--- Prompt 1 ---
From the passage on Dillinger's trip to Dayton, list every person who is named.
--- Prompt 2 ---
Continue the passage on Dillinger's trip to Dayton, picking up after its final sentence.

--- Reading passage ---
Like so many stories, this one started with infatuation.
Already a seasoned crook, Dillinger learned all about Mary Jenkins Longnaker, an unhappily married 23-year-old Dayton resident, while in the Indiana State Penitentiary with her brother, convicted murder James Jenkins.
The handsome Indianapolis native also learned how to carry out bank robberies while in the Michigan City Prison in Indiana, according to Oliver's research.
There was simply just something about Mary, and Dillinger evidently could not wait to hook up with the pretty brunette. He drove a battered Model A Ford here shortly after being released from the pen on May 22, 1933, according to the Dayton Daily News article "Dayton’s connection to Dillinger: Bank robber came here for love."As the car traveled on West First Street, Dillinger yelled at passers-by in attempt to find Longnaker. The 23-year-old was out-of-town at the time, so Dillinger passed himself off as her brother and rented a room.

--- Data lines ---
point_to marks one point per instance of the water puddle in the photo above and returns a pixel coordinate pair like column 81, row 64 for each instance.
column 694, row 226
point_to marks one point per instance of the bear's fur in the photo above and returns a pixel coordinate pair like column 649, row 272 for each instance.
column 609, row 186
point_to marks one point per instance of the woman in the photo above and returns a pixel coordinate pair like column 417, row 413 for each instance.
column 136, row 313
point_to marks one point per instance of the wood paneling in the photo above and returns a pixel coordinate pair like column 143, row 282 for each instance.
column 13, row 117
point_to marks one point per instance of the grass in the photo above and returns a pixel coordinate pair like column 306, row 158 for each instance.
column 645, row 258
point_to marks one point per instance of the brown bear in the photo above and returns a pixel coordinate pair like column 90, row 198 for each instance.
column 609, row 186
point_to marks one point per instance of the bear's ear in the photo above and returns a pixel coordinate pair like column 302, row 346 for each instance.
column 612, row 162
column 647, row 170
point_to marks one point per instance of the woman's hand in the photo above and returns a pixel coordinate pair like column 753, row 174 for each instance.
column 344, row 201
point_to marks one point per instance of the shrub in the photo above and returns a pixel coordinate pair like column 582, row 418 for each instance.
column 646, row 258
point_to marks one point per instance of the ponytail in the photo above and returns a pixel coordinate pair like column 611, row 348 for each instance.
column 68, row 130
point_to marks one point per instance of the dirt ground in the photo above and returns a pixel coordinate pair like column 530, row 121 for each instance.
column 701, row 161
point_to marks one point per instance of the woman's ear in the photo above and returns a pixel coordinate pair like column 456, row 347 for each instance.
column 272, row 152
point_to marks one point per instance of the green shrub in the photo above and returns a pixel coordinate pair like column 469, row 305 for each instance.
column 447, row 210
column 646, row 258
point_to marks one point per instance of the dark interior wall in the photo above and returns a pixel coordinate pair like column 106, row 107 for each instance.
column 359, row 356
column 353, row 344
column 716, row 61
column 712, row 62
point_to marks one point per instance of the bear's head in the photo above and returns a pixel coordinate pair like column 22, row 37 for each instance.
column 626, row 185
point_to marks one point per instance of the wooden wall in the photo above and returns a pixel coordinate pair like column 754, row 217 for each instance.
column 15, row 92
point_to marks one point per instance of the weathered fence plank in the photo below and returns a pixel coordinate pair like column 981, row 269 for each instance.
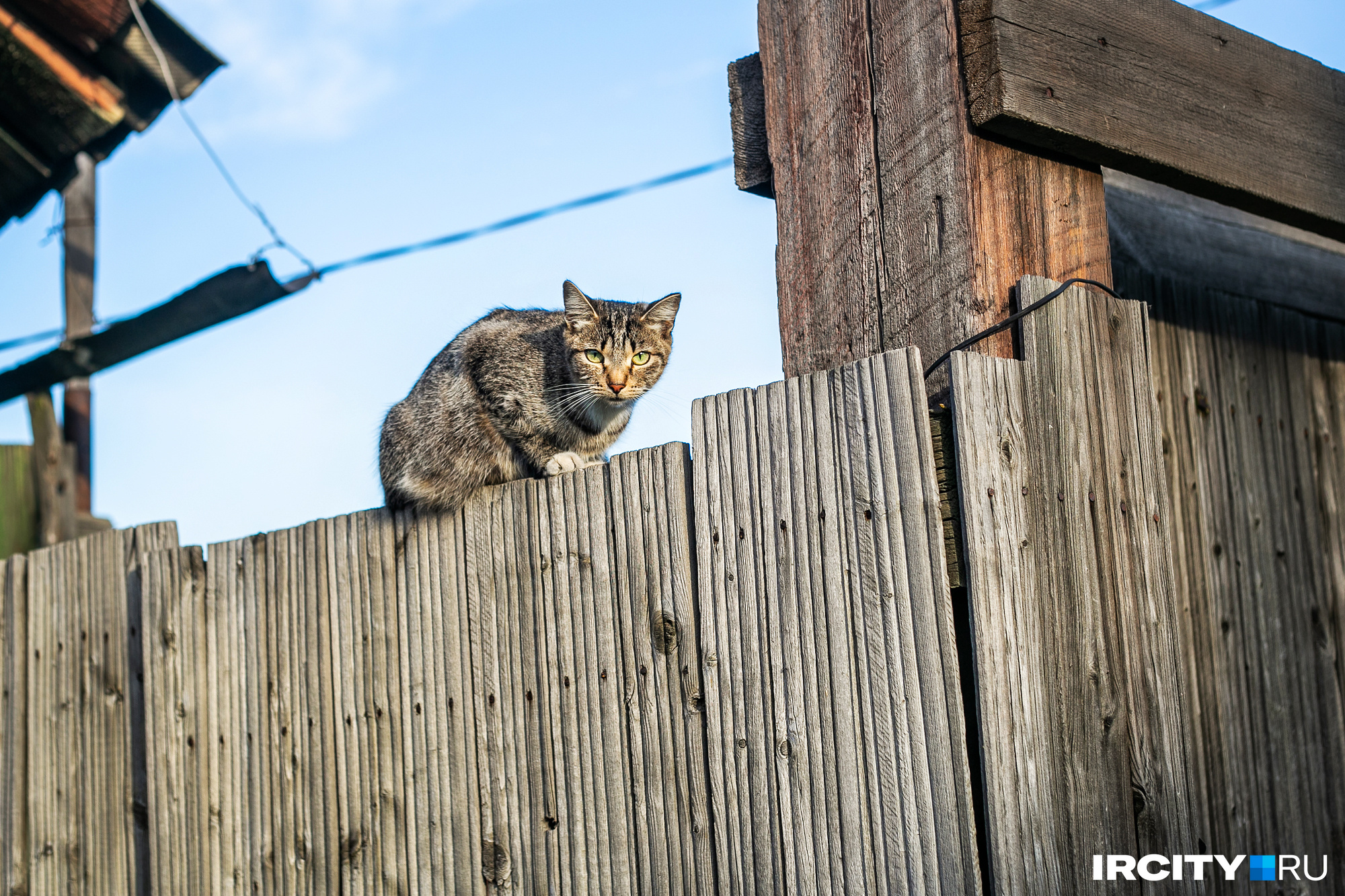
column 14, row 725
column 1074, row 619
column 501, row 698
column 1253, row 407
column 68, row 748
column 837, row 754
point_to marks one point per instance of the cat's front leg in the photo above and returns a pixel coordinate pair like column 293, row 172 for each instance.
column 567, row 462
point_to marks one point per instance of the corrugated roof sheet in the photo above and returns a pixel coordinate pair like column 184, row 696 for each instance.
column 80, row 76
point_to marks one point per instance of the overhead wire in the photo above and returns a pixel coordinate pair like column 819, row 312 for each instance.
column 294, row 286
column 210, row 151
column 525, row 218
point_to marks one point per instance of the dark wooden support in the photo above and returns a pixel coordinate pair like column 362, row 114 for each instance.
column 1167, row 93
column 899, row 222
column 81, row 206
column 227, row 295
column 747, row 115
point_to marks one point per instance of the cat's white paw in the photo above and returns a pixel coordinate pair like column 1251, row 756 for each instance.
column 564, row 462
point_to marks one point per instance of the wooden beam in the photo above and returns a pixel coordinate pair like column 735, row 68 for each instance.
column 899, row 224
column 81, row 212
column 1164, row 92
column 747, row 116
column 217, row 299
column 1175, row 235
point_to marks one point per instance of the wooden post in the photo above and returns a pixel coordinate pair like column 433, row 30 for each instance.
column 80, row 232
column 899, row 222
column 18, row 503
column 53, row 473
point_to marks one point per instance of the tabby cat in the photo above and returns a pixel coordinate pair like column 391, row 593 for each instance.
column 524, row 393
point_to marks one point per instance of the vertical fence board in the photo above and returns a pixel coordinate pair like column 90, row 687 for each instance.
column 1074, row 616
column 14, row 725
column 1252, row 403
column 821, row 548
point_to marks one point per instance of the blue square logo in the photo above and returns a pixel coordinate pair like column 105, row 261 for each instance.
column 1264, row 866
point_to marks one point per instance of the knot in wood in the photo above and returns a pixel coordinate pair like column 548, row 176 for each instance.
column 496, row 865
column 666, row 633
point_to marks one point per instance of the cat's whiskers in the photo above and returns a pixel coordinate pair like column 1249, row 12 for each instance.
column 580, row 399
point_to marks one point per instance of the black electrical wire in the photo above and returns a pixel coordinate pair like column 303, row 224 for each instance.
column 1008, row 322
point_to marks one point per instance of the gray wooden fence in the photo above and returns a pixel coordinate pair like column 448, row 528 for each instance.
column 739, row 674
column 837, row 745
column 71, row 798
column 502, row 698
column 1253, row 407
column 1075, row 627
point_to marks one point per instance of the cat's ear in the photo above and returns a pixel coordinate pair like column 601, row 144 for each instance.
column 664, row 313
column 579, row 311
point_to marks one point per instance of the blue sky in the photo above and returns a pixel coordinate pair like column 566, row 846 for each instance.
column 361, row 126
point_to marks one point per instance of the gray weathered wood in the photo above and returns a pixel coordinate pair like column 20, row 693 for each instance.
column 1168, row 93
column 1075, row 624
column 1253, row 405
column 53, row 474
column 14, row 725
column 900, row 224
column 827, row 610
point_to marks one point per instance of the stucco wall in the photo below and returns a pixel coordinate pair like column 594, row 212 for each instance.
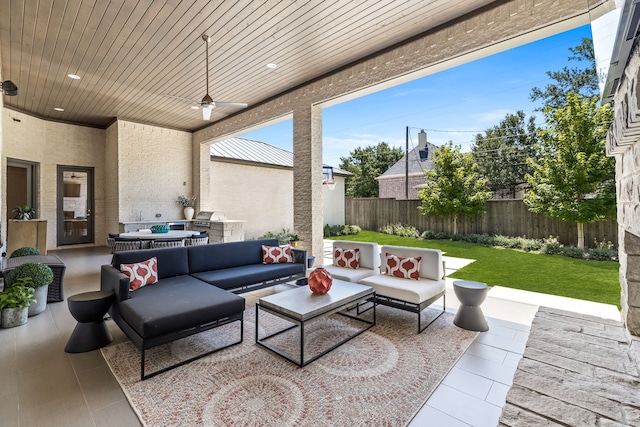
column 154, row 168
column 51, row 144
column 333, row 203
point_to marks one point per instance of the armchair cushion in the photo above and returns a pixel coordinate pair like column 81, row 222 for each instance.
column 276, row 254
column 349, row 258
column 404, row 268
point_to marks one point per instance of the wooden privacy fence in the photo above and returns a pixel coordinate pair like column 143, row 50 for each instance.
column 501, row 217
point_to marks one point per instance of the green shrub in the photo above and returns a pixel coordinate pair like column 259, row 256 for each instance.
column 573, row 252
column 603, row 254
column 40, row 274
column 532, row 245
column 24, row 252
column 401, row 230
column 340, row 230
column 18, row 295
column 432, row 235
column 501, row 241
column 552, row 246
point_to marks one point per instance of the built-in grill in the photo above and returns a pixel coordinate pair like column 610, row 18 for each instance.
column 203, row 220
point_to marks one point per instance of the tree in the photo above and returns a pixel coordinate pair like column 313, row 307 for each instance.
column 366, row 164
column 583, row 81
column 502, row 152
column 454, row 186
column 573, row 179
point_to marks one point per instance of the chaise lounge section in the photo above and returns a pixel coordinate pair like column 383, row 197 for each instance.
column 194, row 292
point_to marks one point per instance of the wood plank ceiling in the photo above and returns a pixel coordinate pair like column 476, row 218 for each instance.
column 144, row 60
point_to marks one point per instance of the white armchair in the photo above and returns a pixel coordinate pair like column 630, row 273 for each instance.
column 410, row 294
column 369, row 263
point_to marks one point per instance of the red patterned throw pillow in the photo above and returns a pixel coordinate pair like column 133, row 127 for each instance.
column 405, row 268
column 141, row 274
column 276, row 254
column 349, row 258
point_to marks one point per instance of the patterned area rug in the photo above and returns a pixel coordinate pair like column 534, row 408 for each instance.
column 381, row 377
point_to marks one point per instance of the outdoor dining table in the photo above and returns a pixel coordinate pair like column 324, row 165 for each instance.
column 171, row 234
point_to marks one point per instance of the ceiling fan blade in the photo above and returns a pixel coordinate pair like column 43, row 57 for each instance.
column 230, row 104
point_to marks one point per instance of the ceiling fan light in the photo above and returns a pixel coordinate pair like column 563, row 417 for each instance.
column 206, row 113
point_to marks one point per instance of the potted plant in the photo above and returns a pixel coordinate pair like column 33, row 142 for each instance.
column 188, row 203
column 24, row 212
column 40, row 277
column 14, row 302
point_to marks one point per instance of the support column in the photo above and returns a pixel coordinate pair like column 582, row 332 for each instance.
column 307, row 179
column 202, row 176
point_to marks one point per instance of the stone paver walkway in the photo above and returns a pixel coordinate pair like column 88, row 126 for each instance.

--- Exercise output 1 ---
Dillinger; Mary Jenkins Longnaker; James Jenkins; Oliver

--- Exercise output 2 ---
That was the first of many trips Dillinger made to Dayton that summer to see Mary.
The then-30-year-old gangster and Longnaker even went on a 10-day trip to the 1933 Century of Progress World's Fair in Chicago, according to Johndillinger.com.
During an August trip to Dayton, Dillinger told Mary that "business" was getting better and Dillinger was willing to share, according to the Dayton Daily News article.
Take Pinkerton's National Detective Agency's letter to Dayton police inspector C.E. Yendes sent with Dillinger's fingerprints and description as evidence.
It read:
"John Dillinger has a female friend at Dayton, Ohio, whose given name is unknown, but her maiden name is Jenkins…this woman is suing for divorce from her husband, at Dayton, Ohio, and Dillinger is paying the expense of the divorce action. Dillinger calls upon this woman regularly and, no doubt, can be apprehended at Dayton, Ohio."
Dillinger wasn't the only one bragging -- Longnaker was a bit of a chatty Cathy herself, and Lucille Stricker, her landlady at an upscale boardinghouse at 324 West First Street, was listening.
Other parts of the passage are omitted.